Please update the items below by changing "Annotation task" to "Labeling task" in every one, leaving everything else as it is.

## [Dataset entries]
↓↓↓

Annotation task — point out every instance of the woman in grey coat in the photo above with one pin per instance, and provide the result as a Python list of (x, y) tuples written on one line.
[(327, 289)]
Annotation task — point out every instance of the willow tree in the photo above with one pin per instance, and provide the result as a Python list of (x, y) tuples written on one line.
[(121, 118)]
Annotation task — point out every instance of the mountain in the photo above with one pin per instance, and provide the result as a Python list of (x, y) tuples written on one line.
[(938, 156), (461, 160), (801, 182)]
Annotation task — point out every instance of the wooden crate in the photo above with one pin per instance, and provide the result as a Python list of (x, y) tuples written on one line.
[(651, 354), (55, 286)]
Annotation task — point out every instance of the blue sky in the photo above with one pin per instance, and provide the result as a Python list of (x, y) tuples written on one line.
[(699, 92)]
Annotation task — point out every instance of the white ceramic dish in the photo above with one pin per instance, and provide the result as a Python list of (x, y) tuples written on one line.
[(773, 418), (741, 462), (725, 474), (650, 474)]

↑↑↑

## [Solution for this exercise]
Labeling task — point out every instance of the woman in grey coat in the photo above with one pin per instance, and provide the result as a Python list of (x, y) tuples written on one line.
[(327, 289)]
Labeling task — point out every instance of the willow tree in the photo above with one pin per instance, and provide the result as a Python list of (x, y) tuples written on one line.
[(121, 118)]
Labeling task — point out every instance of the mountain in the photo above with one pin per instance, and provide the result as a Python list of (x, y) tuples written on one line.
[(938, 156), (461, 160), (801, 182)]
Labeling task — point out every instance of the wooden crate in the photo above with one pin per instance, and provide the result as a Python list of (x, y) tuples written on one line.
[(651, 354), (55, 286)]
Labeling task — point out every instance of the blue sky in the photo above with one pin per instance, and provide the result as a Python list of (x, y) tuples written on one line.
[(699, 92)]
Labeling task — point out every instance of the white ceramic dish in the photo above with one pin per instance, and provide the result as a Python list of (x, y) tuples written on one line.
[(773, 418), (741, 462), (725, 474), (650, 474)]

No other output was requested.